Questions »
a) Which factors does the pediatric satisfaction article name as ones families rated on a five-point scale?
b) Can you reproduce the pediatric satisfaction article word for word, from "A recent patient" up to and including "Practitioner/Physician Assistant Committee."?

Source extract »
>>>>>
A recent patient satisfaction survey that ranked nursing care as the most important factor within inpatient pediatric care settings comes as no surprise to the chair of SHM’s Nurse Practitioner/Physician Assistant Committee.
Published online last month in the American Journal of Medical Quality, the retrospective study found that patient satisfaction for pediatric care varies widely depending on “which departmental setting patients receive treatment within a healthcare system,” study authors noted.
“Communication is one of the most important things,” says committee chair Tracy Cardin, ACNP-BC, FHM. “And nursing is sort of our designee sometimes in the communication of the plan of care. You can go over something with a patient and the family for a minute or so, or five, or even 10. But, really, it’s the nurses who reinforce the message.”
For the study, researchers at Nemours/Alfred I. duPont Hospital for Children in Delaware reviewed more than 27,000 patient satisfaction survey results over a three-year period at facilities of the Nemours Children’s Health System in the Delaware Valley and Jefferson University Hospitals in Philadelphia. Families rated their satisfaction on a five-point scale for various factors including physician care, nurse care, and personal concern.
The researchers say knowing what kinds of care expectations patients have in different settings, be it the emergency department or an inpatient ward, could help tailor interventions.
Cardin is hopeful that’s true, but she notes that patient satisfaction is a complex issue. A hospitalist could deliver perfect care, but if the patient had a bad experience at the hospital’s front door, the actual care delivery scores may be affected.
“It would be nice if there were just one variable to manipulate,” she says. “There are so many different impacts on [satisfaction]. What do we really have the ability to control?”
<<<<<
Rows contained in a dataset
>>>>>
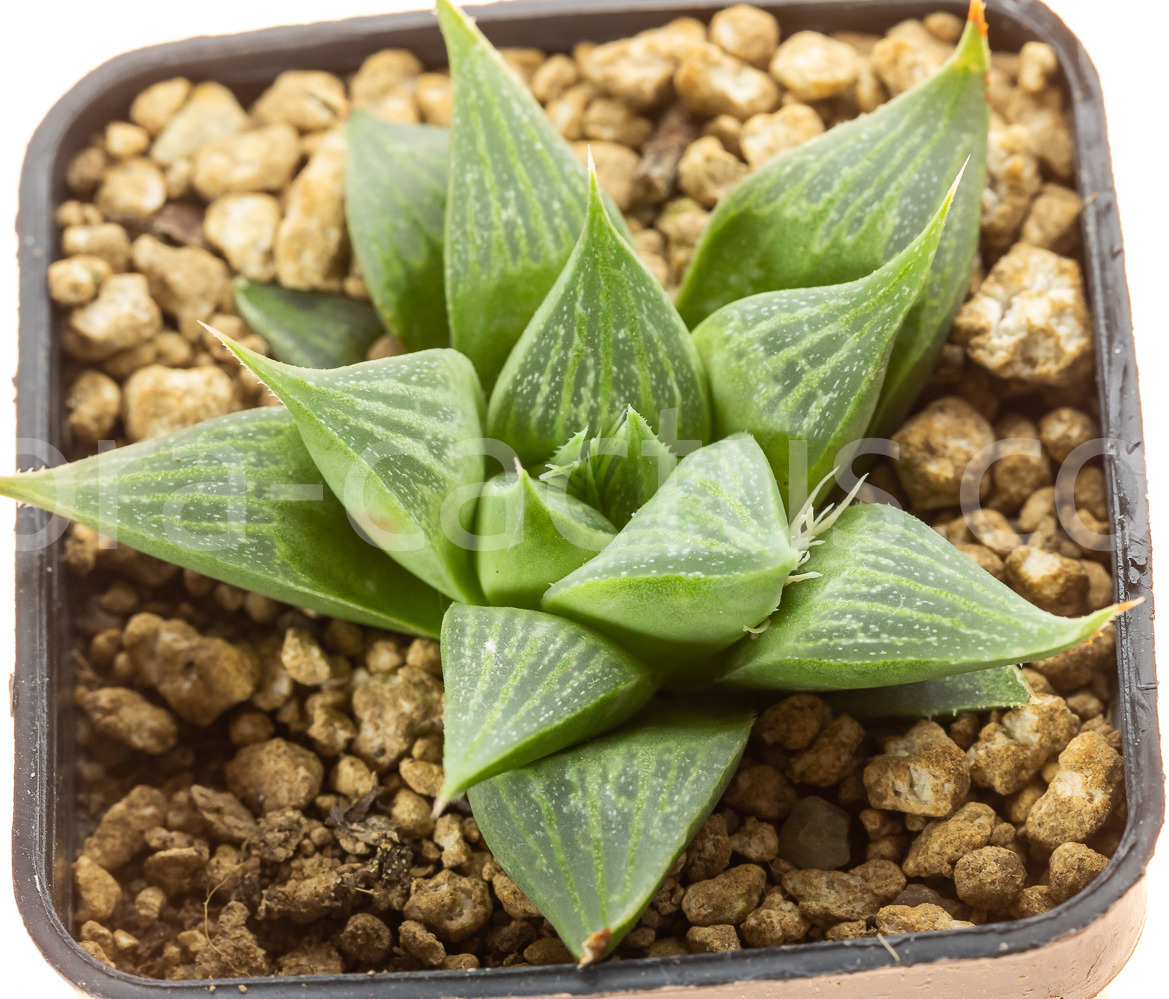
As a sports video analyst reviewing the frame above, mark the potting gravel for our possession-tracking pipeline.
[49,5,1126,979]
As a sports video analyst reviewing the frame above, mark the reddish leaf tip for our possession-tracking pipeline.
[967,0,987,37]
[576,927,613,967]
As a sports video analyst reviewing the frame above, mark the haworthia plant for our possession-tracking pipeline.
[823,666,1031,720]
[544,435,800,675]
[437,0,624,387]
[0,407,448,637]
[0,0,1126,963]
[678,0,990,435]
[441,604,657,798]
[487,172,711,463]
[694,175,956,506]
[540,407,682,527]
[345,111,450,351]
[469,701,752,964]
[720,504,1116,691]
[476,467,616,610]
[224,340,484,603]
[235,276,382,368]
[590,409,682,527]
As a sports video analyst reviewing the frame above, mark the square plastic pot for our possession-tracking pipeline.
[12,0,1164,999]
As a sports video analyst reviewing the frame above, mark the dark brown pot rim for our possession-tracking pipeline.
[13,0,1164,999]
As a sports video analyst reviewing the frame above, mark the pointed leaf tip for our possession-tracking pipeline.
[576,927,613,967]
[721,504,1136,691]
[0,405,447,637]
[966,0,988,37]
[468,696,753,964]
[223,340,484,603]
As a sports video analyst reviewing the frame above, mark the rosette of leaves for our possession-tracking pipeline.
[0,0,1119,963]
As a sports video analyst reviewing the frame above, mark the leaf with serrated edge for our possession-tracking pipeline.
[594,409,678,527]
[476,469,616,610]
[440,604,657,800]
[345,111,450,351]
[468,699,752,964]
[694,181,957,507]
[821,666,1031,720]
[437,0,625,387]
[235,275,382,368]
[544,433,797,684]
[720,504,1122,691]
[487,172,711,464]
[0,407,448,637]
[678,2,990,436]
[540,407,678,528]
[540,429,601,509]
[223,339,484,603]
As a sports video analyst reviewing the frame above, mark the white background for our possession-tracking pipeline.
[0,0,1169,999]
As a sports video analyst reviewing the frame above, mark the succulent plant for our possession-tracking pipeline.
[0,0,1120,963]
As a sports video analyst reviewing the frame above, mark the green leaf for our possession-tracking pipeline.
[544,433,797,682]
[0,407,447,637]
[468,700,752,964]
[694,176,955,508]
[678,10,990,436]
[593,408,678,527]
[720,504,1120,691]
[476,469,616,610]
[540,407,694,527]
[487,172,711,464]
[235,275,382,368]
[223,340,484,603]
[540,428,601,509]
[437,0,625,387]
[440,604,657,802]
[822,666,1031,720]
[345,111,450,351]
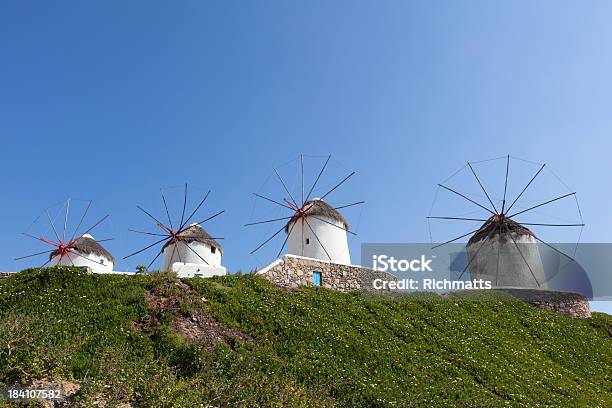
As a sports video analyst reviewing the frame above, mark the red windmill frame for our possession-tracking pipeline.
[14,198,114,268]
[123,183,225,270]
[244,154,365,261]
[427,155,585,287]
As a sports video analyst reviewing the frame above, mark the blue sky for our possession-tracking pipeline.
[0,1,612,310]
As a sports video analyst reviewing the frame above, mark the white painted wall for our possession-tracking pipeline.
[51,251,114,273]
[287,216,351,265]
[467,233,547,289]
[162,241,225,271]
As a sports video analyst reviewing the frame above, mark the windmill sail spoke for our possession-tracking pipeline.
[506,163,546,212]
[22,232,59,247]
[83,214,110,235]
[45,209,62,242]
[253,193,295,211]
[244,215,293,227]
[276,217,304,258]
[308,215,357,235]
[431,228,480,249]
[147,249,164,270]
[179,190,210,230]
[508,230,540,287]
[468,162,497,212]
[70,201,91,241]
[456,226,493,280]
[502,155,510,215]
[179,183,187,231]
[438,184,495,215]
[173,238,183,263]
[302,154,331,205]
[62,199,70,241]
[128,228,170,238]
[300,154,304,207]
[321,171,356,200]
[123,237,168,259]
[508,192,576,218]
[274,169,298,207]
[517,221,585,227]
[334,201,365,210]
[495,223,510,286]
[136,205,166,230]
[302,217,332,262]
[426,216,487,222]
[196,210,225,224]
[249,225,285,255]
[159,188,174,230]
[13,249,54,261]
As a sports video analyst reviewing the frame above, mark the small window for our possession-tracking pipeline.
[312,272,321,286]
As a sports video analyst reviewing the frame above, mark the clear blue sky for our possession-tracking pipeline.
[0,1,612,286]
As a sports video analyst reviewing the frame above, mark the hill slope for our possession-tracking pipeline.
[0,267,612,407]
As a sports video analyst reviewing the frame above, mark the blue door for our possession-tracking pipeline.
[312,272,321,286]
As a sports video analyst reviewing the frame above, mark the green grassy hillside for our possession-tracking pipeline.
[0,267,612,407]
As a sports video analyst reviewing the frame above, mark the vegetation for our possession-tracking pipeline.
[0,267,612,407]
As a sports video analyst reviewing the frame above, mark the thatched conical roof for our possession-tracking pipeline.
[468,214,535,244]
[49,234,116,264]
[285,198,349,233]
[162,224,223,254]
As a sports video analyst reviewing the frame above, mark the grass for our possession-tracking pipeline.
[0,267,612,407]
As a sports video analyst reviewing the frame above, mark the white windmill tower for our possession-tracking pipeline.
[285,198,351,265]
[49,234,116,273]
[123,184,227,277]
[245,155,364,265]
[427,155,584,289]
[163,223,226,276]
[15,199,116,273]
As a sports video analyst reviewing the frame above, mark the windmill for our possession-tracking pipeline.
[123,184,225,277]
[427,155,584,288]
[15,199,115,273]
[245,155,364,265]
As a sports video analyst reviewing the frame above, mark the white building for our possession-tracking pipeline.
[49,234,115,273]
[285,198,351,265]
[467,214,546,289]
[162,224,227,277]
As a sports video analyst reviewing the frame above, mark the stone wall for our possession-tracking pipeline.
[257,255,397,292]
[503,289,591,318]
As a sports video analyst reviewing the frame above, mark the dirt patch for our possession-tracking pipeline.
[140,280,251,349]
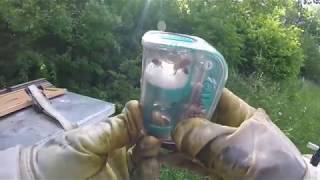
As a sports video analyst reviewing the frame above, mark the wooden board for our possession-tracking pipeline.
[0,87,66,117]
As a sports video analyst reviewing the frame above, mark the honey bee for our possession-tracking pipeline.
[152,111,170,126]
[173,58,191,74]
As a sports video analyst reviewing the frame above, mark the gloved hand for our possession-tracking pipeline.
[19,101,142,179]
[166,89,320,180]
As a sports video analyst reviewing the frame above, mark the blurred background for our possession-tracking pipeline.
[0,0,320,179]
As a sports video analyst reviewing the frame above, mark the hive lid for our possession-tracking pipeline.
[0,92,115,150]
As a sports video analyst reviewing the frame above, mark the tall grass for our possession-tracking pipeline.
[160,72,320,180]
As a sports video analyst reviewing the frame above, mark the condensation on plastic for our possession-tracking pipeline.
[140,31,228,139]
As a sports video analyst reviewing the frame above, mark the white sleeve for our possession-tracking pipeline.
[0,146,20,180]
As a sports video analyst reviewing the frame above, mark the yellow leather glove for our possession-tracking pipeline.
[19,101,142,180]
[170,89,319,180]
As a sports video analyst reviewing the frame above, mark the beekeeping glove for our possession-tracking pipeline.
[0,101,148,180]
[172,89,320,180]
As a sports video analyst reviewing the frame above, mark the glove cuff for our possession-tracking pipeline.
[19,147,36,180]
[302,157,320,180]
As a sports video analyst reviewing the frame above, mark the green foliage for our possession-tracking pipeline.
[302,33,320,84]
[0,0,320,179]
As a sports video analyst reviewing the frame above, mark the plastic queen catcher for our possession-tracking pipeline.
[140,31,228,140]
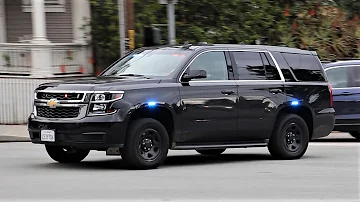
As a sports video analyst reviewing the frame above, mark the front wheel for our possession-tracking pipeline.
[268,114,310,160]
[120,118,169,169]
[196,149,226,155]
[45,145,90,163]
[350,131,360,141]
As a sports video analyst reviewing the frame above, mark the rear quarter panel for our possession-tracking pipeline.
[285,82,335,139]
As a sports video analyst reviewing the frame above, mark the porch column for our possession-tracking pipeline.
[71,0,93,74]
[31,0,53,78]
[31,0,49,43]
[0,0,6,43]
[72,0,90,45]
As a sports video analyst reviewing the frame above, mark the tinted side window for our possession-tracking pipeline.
<<<<<
Written responses »
a)
- physician care
- nurse care
- personal concern

b)
A recent patient satisfaction survey that ranked nursing care as the most important factor within inpatient pediatric care settings comes as no surprise to the chair of SHM’s Nurse Practitioner/Physician Assistant Committee.